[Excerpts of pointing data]
⟨
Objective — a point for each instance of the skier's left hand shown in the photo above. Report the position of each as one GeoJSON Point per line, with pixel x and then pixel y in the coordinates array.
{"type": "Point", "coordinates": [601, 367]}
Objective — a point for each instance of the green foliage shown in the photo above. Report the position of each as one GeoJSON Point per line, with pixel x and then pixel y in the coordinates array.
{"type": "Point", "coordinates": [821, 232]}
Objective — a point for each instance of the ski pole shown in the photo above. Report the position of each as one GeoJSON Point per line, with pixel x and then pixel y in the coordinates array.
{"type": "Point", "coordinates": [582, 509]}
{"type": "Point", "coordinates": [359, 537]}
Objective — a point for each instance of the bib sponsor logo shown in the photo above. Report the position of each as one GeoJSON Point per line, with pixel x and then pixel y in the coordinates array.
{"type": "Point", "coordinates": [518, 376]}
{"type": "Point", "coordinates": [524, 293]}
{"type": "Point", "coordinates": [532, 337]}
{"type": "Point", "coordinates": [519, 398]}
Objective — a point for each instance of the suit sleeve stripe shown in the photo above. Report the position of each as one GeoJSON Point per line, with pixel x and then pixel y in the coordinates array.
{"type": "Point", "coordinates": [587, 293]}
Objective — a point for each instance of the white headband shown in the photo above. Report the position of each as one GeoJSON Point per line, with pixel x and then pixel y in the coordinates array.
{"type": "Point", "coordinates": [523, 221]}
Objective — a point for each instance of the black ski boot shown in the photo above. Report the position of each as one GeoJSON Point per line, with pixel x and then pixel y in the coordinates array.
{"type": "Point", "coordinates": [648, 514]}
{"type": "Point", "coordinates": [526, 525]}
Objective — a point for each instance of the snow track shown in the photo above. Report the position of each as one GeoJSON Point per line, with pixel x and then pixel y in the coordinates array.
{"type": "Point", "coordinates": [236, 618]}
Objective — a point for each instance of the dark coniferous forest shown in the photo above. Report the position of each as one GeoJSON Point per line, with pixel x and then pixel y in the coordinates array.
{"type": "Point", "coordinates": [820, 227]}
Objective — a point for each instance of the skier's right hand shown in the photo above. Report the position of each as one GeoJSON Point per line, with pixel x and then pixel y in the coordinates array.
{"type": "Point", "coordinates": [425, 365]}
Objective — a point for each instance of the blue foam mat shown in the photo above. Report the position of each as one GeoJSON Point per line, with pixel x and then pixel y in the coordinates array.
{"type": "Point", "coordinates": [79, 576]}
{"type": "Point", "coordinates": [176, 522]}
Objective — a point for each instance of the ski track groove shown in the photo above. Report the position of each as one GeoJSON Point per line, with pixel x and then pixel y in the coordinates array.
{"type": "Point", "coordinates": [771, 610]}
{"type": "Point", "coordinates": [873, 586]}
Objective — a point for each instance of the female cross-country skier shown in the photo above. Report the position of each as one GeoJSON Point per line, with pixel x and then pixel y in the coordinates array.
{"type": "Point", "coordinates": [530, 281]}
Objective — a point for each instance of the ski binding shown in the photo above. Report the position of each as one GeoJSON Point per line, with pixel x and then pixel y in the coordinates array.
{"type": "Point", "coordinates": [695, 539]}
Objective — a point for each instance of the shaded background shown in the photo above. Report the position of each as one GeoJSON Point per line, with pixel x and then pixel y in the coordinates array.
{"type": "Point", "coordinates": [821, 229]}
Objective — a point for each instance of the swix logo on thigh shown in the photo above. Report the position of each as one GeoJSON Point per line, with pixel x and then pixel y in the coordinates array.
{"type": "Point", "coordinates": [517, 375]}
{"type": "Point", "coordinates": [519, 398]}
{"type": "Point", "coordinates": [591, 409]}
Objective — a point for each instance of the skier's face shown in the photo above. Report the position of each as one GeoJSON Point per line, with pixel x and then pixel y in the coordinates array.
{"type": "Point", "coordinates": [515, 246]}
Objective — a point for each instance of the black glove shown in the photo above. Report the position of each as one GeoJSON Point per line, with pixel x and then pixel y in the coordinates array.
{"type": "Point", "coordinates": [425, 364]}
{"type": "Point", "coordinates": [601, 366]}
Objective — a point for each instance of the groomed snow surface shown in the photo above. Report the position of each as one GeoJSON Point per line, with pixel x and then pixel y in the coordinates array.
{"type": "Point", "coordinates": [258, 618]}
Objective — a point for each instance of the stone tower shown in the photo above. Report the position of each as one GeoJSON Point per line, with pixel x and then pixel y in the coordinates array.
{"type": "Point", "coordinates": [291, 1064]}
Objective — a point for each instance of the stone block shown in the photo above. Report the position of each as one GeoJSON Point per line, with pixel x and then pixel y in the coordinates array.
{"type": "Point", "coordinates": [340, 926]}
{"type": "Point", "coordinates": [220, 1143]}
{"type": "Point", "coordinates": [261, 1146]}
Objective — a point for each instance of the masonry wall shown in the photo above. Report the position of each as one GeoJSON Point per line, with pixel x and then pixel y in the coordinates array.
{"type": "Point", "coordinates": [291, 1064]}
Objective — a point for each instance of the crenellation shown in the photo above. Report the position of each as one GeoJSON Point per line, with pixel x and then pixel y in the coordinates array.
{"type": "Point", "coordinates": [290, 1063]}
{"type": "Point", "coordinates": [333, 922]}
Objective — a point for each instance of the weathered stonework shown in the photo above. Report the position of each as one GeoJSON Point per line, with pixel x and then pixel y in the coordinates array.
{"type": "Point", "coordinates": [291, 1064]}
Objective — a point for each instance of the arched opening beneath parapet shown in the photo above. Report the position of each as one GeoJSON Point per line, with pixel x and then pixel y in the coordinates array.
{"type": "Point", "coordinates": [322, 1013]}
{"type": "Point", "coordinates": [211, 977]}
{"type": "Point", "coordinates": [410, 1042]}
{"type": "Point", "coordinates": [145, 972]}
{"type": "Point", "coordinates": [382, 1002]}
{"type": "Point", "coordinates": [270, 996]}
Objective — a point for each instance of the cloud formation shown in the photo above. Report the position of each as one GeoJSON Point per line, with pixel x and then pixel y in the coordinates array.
⟩
▸ **SHORT TASK**
Would you quote, exactly and only, the lines from the one containing "Objective — a point for each instance of the weathered" to the end of the entries?

▸ **EXERCISE ANSWER**
Objective — a point for each instance of the weathered stonework shown in the photo above. Report the position of each as one GeoJSON Point per line, with pixel x and then pixel y in the coordinates array.
{"type": "Point", "coordinates": [291, 1064]}
Objective — a point for each instance of the arched opening beneath parapet shown in the photo above. Report the position of each as one GeoJSON Point per line, with pixel x and then pixel y in the coordinates array.
{"type": "Point", "coordinates": [322, 1013]}
{"type": "Point", "coordinates": [211, 977]}
{"type": "Point", "coordinates": [410, 1042]}
{"type": "Point", "coordinates": [145, 972]}
{"type": "Point", "coordinates": [382, 1002]}
{"type": "Point", "coordinates": [270, 996]}
Objective — a point for each instance of the cloud formation shown in the photo above. Report the position of each as one GeoJSON Point per line, with pixel x and then pixel y in the coordinates array.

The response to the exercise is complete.